» **AIM**
Copy out the full listing below word for word, keeping every line.
-------- MATERIAL PROVIDED --------
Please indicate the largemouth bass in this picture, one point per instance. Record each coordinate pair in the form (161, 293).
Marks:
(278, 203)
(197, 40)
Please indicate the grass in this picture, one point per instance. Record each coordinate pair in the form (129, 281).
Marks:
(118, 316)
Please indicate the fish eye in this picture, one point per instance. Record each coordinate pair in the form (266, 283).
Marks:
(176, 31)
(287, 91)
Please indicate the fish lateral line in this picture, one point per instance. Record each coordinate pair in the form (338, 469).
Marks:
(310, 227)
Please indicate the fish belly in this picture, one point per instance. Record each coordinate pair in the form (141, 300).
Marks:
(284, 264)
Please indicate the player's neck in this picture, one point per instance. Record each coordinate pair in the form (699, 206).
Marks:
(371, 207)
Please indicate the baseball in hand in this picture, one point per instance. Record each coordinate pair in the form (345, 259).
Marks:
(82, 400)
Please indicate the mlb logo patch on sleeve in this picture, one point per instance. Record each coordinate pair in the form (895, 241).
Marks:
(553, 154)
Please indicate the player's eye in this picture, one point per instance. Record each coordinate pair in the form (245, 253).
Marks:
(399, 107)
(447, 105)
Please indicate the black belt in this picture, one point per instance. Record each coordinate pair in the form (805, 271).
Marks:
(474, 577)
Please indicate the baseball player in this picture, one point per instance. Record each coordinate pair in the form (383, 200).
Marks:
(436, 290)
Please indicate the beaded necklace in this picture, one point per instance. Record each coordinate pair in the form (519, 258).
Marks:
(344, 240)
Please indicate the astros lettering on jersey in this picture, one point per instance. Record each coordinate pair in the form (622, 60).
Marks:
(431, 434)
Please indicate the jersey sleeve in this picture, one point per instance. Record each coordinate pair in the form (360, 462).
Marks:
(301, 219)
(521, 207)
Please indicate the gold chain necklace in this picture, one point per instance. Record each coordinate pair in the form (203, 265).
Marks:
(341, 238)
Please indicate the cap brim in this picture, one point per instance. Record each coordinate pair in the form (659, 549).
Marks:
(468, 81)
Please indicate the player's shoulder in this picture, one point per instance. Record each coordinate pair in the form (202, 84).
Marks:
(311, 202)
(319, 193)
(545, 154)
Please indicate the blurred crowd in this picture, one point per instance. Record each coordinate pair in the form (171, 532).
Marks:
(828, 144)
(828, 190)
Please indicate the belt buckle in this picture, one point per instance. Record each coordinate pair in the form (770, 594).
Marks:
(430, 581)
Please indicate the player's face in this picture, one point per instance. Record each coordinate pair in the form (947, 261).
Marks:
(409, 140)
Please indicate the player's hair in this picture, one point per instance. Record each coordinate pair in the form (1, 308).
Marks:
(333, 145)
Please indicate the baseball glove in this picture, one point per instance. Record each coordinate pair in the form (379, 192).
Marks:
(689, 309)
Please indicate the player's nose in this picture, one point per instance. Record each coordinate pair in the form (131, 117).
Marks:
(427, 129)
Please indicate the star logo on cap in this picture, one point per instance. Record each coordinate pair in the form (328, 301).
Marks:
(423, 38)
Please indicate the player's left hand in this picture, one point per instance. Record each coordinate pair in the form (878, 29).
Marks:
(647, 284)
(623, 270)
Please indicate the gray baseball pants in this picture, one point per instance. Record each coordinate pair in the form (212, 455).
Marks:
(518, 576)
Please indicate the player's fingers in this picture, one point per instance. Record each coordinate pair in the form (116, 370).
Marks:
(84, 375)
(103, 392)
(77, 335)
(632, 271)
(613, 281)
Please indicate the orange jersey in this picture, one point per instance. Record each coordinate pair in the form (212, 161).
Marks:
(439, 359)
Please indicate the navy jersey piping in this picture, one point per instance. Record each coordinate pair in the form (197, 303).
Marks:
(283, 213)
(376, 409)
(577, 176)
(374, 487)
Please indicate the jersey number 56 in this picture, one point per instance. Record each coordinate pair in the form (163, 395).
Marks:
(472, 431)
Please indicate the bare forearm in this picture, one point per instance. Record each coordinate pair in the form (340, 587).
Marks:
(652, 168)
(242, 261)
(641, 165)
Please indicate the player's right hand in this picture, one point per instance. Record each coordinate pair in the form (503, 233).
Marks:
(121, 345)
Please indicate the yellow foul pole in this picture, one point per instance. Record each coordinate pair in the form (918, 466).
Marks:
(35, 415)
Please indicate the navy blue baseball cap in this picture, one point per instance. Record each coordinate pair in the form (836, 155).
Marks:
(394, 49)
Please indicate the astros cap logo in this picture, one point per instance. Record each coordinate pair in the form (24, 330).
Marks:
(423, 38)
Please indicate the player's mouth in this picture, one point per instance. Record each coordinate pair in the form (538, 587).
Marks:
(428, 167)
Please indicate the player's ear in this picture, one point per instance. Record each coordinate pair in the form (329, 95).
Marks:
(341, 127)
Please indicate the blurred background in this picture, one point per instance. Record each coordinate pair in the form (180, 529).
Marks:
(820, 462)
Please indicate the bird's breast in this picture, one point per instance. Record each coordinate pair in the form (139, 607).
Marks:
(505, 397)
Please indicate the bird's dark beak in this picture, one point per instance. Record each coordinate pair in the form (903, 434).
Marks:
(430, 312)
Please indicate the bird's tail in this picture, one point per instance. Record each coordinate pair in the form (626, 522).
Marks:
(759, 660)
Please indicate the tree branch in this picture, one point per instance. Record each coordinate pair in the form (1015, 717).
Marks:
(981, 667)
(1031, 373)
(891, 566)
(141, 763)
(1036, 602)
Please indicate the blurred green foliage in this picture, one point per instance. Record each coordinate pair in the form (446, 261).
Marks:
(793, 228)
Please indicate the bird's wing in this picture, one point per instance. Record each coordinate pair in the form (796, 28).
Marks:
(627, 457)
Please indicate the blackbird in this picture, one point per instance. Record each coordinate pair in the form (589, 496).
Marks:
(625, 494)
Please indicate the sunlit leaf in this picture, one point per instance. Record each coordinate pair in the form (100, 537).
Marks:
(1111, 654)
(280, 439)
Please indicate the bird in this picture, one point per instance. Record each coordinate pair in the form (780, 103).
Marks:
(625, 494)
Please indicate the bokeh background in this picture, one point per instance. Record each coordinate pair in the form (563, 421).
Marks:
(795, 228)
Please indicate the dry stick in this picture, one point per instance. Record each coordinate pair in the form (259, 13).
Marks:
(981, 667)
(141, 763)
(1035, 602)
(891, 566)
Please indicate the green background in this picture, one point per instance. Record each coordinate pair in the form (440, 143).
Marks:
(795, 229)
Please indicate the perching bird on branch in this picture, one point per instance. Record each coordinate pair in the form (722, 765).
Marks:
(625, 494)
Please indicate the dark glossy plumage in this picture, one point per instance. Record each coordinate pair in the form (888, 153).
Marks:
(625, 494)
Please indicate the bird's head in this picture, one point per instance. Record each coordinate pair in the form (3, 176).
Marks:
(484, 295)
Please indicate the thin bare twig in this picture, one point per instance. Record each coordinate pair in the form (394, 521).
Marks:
--------
» **RESULT BELOW**
Please indicate the largemouth bass in this picture, one point per instance. Record each coordinate pair in the form (161, 293).
Marks:
(278, 203)
(197, 40)
Please indicate the grass in this picture, one point per instance. Record each coordinate pair in the form (129, 281).
Marks:
(118, 316)
Please indicate the fish eye in this picture, one point per instance. Record each coordinate pair in the form (266, 283).
Marks:
(176, 31)
(287, 91)
Please indicate the fish lateral line in this picture, one point per instance. Record each coordinate pair in the form (338, 469).
Marks:
(310, 227)
Please indicate the fish belly in this picture, one point per instance. Record each coordinate pair in the form (141, 300).
Marks:
(284, 264)
Please indicate the player's neck in this picture, one point per instance. Record each coordinate pair in the form (699, 206).
Marks:
(371, 207)
Please indicate the baseball in hand in this picture, one point per instance. Record each coordinate pair in the form (345, 259).
Marks:
(82, 400)
Please indicate the mlb logo patch on sleeve in this picture, one point per instance. Record each coordinate pair in the form (895, 241).
Marks:
(553, 154)
Please indicate the player's eye in this picture, one point per instance. Record each coordinate pair in the form (245, 253).
Marks:
(399, 107)
(447, 105)
Please indicate the black belt in this picture, one point per instance. Record each coordinate pair in the form (805, 271).
Marks:
(474, 577)
Please indicate the baseball player in this picture, one point per instance. Record each coordinate pair in the form (383, 200).
Marks:
(436, 290)
Please indicate the beaded necklace in this picture, one point per instance. Record each coordinate pair in the form (519, 258).
Marks:
(344, 240)
Please indicate the astros lettering on jersey in this picture, one point per instance. Record each coordinate pair in the form (622, 60).
Marks:
(431, 434)
Please indicate the jersey sleeve in this picture, one point per instance. Record each coordinate pair in the form (360, 462).
Marks:
(301, 219)
(521, 207)
Please indicate the gold chain necklace in this picture, one point per instance. Record each coordinate pair in the form (203, 265).
Marks:
(341, 238)
Please indicate the cap brim in this picture, one point per instance. Record each coordinate pair in the form (659, 549).
Marks:
(468, 81)
Please indicate the player's shoulder in this picture, one point per instance. Record each coordinate pair in the form (202, 84).
Marks:
(311, 202)
(319, 193)
(545, 154)
Please indicate the blurred crowd in this picture, one point per instance. Record each coordinate pair in the form (171, 532).
Marks:
(828, 144)
(828, 190)
Please indicate the belt buckle in this picture, one point per instance. Record each coordinate pair in the form (770, 594).
Marks:
(430, 581)
Please indicate the player's face in this picture, one point per instance. Record each coordinate pair in the form (947, 261).
Marks:
(409, 140)
Please indicate the player's hair in this picture, one point per instance. Record each coordinate pair in the form (1, 308).
Marks:
(333, 145)
Please indicate the baseball glove in this picture, one point per instance. Record each coordinate pair in the form (379, 192).
Marks:
(689, 309)
Please indicate the player's nose in this picture, one point per instance. Record each coordinate pair in the form (131, 117).
Marks:
(427, 129)
Please indicate the star logo on cap in this picture, one point per instance. Record each coordinate pair in the form (328, 301).
Marks:
(423, 38)
Please indicate the player's left hand in this picture, one point per instance. Record each coordinate pair in the form (878, 29).
Marks:
(647, 284)
(623, 270)
Please indicate the gray baseball pants in this picture, one point per instance. Record each coordinate pair in the form (212, 455).
Marks:
(518, 576)
Please indicate the player's fingers in this picture, one point per instance. Record each coordinate pair in the form (116, 370).
Marks:
(84, 375)
(103, 392)
(77, 335)
(632, 271)
(613, 281)
Please indicate the orange jersey in this picture, one point per instance. Record each coordinate pair in the form (212, 161).
Marks:
(439, 359)
Please indicate the navy jersey piping in this picture, one point per instance. Record each coordinate pair in the form (197, 303).
Marks:
(283, 213)
(376, 409)
(577, 176)
(374, 487)
Please indicate the jersey number 56 in this picture, one point per instance. Record each coordinate pair in the form (163, 395).
Marks:
(472, 431)
Please indicate the bare forearm in this picture, one point per instance. Record each coordinate pair in the form (340, 587).
Marks:
(652, 168)
(242, 261)
(641, 165)
Please indicate the player's right hand in this picture, one point per instance. Record each coordinate pair in the form (503, 233).
Marks:
(121, 345)
Please indicate the yellow foul pole in this picture, one point per instance. Record each coordinate pair in the form (918, 466).
Marks:
(35, 415)
Please indicate the navy blue baseball cap in this picture, one point per instance. Record each coordinate pair in the form (836, 155).
Marks:
(394, 49)
Please indicate the astros cap logo in this picture, one point per instance. Record each coordinate pair in the form (24, 330).
Marks:
(423, 38)
Please indicate the player's mouth in this picture, one point per instance. Record each coordinate pair in the form (538, 587).
Marks:
(428, 167)
Please indicate the player's ear in this picture, one point per instance. Record each coordinate pair in the form (329, 95).
Marks:
(341, 127)
Please indicate the blurred background in this picture, one point per instance. Record each coordinate pair in the form (180, 529).
Marks:
(820, 462)
Please indicate the bird's breast in this picture, one point per instance. Record each coordinate pair in the form (139, 607).
Marks:
(505, 397)
Please indicate the bird's dark beak in this picture, one point per instance. Record each coordinate pair in the form (903, 434).
Marks:
(430, 312)
Please indicate the bird's tail in this picture, one point per instance. Record each coordinate pair in the form (626, 522).
Marks:
(759, 660)
Please indicate the tree branch in this picture, one point per instance. Record each coordinate pair in the form (1015, 717).
Marks:
(981, 667)
(1031, 373)
(891, 566)
(141, 763)
(1036, 602)
Please indicate the blurred green foliage in this picture, one point per instance. Record each coordinate pair in the form (446, 261).
Marks:
(793, 228)
Please indicate the bird's wing in this picture, one point per instance. Record each coordinate pair in the form (796, 28).
Marks:
(627, 457)
Please indicate the blackbird in this picture, one point per instance. Record each coordinate pair in the form (589, 496).
Marks:
(625, 494)
Please indicate the sunlit leaf in this picture, one point per instance. Record each coordinate pair in the form (100, 537).
Marks:
(1111, 654)
(280, 439)
Please indicate the bird in this picture, one point per instance. Record each coordinate pair in the form (780, 103).
Marks:
(625, 494)
Please indicate the bokeh background in this picture, one point per instance. Record each coordinate pair in the form (563, 421).
Marks:
(795, 228)
Please indicate the dry stick in this picture, one point per instance. Record each coordinate pair in the form (259, 13).
Marks:
(981, 667)
(141, 763)
(1035, 602)
(891, 566)
Please indicate the green background in this picture, one point per instance. Record each coordinate pair in the form (440, 143).
Marks:
(795, 229)
Please indicate the perching bird on branch in this picture, one point per instance. Record each coordinate pair in the form (722, 765).
Marks:
(625, 494)
Please indicate the dark glossy plumage in this picture, one point per instance. Record each coordinate pair in the form (888, 153).
Marks:
(625, 494)
Please indicate the bird's head in this picture, one point per instance. Record each coordinate pair in the form (3, 176).
Marks:
(484, 295)
Please indicate the thin bare twig in this picture, one point per instance. Record each coordinate pair in the form (394, 521).
Marks:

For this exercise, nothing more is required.